Records for the task:
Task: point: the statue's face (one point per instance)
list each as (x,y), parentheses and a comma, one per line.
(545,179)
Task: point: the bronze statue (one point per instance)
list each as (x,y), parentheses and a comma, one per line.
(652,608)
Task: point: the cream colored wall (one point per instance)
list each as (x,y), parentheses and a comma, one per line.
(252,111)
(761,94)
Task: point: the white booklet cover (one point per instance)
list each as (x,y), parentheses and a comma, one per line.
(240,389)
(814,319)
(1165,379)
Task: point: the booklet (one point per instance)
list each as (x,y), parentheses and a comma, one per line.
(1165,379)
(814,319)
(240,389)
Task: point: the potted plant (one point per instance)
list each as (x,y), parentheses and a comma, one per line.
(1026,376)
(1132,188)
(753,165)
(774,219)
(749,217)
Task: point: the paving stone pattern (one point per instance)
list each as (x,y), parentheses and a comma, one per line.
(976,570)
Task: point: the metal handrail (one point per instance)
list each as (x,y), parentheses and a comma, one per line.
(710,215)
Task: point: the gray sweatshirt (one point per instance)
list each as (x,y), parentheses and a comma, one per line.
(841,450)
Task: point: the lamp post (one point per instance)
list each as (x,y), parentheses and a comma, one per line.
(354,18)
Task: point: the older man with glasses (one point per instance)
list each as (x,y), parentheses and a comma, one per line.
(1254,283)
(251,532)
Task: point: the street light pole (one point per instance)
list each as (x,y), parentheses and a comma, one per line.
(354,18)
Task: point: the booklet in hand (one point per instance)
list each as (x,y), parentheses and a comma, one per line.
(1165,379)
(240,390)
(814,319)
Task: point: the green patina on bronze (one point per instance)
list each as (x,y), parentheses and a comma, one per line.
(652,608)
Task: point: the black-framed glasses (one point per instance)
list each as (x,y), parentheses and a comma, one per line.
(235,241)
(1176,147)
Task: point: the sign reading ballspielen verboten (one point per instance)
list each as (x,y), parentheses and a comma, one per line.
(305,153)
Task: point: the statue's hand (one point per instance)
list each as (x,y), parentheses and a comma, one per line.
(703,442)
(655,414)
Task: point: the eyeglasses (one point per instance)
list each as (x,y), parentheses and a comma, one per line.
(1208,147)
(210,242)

Work order: All of the material must be given again, exactly as it appears above.

Response area:
Task: point: the statue's face (one point per instance)
list each as (x,y), parentheses and a comma, one per line.
(545,179)
Task: point: the bronze statue (one point per instance)
list each as (x,y), parentheses and a comma, one per line.
(652,608)
Task: point: the cream colored wall (one point per instance)
list each as (x,y), parentheses and a comma, one per line.
(252,111)
(761,94)
Task: point: the white booklet cover (one point per instance)
list each as (x,y), parentheses and a comma, one per line.
(240,389)
(814,319)
(1165,379)
Task: point: the booklet (one point per instance)
list each as (x,y), parentheses and a comma, one per line.
(1165,379)
(814,319)
(240,389)
Task: point: the potted plant (one point per instance)
list each as (x,y), parentheses and a comma, one per line.
(1026,376)
(1132,188)
(753,165)
(774,219)
(749,217)
Task: point: the paving stone pattern (one point per instance)
list each as (x,y), parentheses and a comma, one per line.
(976,570)
Task: point: the metal handrail (one point per instance)
list each as (x,y), parentheses and a comma, one per line.
(710,215)
Task: point: the gray sweatshirt (one point per instance)
list each as (x,y), parentheses and a comma, one per line.
(841,450)
Task: point: the lamp post (one point per instance)
list each as (x,y), parentheses and a comma, one per line.
(354,18)
Task: point: the older man with glasses (one point per instance)
list each as (x,y), parentheses and a comma, one per line.
(1254,283)
(251,532)
Task: point: the street light pole (one point per instance)
list each as (x,y), parentheses and a comma, one per line.
(354,18)
Task: point: the booklet in hand (one point per instance)
list each as (x,y), parentheses and a comma, one per line.
(1165,379)
(240,390)
(814,319)
Task: point: the green patina on bronze (one point per instance)
list each as (x,y), parentheses and a comma, one per line.
(652,608)
Task: point: the black-framed glasses (one point per instance)
list each as (x,y), parentheses and a comma, one per line.
(235,241)
(1176,147)
Task: point: the sign reading ballspielen verboten (one point per instance)
list each as (x,y), parentheses and a comma, one per line.
(305,153)
Task: point: the statue's hand (one point per instance)
list each as (x,y), parentheses and a comma, one per line.
(703,442)
(655,414)
Task: point: the eyeglasses (one point per instance)
list each as (x,y), parentheses and a comma, one per line.
(1208,147)
(210,242)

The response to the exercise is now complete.